*Available data*
.....
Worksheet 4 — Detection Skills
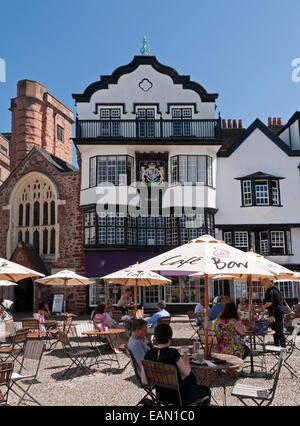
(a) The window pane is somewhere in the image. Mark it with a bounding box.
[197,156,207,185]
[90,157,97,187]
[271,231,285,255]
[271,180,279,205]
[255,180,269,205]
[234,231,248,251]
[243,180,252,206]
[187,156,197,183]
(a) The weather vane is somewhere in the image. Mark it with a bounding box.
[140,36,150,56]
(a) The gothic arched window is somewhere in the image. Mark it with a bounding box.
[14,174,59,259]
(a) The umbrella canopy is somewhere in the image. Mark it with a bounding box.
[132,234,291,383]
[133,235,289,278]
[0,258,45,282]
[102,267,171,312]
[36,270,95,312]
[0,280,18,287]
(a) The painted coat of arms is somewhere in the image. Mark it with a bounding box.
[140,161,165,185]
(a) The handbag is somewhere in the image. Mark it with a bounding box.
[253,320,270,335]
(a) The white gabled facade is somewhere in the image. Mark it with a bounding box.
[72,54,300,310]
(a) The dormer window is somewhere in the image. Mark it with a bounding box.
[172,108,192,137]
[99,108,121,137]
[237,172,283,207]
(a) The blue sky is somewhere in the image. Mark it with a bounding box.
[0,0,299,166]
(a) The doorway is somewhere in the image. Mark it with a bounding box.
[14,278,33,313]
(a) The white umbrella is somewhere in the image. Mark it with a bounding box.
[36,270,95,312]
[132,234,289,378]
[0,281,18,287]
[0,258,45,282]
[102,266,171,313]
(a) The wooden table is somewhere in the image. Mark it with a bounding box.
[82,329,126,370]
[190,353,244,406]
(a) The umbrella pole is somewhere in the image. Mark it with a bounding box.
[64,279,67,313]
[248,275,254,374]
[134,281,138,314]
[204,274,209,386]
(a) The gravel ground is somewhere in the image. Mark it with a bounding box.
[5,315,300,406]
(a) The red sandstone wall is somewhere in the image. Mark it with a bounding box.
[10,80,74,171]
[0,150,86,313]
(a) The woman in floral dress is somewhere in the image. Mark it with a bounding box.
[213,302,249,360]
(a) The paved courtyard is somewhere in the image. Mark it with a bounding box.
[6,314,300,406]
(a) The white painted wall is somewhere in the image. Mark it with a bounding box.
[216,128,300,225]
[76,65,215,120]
.....
*Work item*
When an image appears in the data, skip it and output the rest exactly.

*Task solution*
Worksheet 4 — Detection Skills
(a) The window pane is somewhere in the image. Mark it with a bounding box.
[197,156,207,185]
[90,157,97,187]
[271,231,285,255]
[271,180,279,205]
[255,180,269,205]
[234,231,248,251]
[243,180,252,206]
[187,156,197,183]
(a) The weather vane is somewhere in the image. Mark it with a bounding box.
[140,36,150,56]
(a) The gothic arched window is somewhere in the image. Mark it with a bounding box.
[14,174,59,259]
(a) The umbrella canopy is somewhere in the image. Mark it with a bounding box.
[132,234,291,383]
[133,235,289,278]
[0,258,45,282]
[102,267,171,312]
[36,270,95,312]
[0,280,18,287]
(a) The painted coat of arms is somewhere in the image. Mark it with a bounding box.
[140,161,165,185]
(a) The handbag is somewhere in the image. Mark it with a bounding box.
[253,320,270,335]
(a) The white gabled facade is somewhere in the image. Mark it with a bounding box.
[72,54,300,310]
(a) The dormer window is somewhere in the image. Mark it with a bounding box.
[172,108,192,137]
[99,108,121,137]
[237,172,283,207]
(a) The blue sky is somewhere in the image. Mark it with a bounding box.
[0,0,299,166]
(a) The doorway is somewhere in the image. Mark it with a bounding box.
[14,278,33,313]
(a) The white umbrella is somewhere in the image. Mark it with a bounding box.
[36,270,95,312]
[132,234,289,378]
[0,281,18,287]
[0,258,45,282]
[102,266,171,313]
(a) The wooden table is somewhere in the image. Mark it with a bounding box.
[82,329,126,370]
[190,353,244,406]
(a) The umbrella pole is somewhere in the image. Mark it with a bounding box.
[64,279,67,313]
[248,275,254,374]
[134,281,138,314]
[204,274,209,386]
(a) The gravel ground is somewhere in the image. Mark it with a bounding box.
[5,315,300,406]
(a) The red sandstone wall is somewhere in the image. Mark it with a bounding box.
[10,80,74,171]
[0,150,86,313]
(a) The woman in floral dress is somewhere in the image. Mark it with a bounding box.
[213,302,249,360]
(a) The paved courtyard is somewhere in the image. Mark it with a bounding box.
[6,314,300,406]
(a) The white painted wall is somewhere in the image. Mark it with a bounding box.
[216,128,300,225]
[76,65,215,120]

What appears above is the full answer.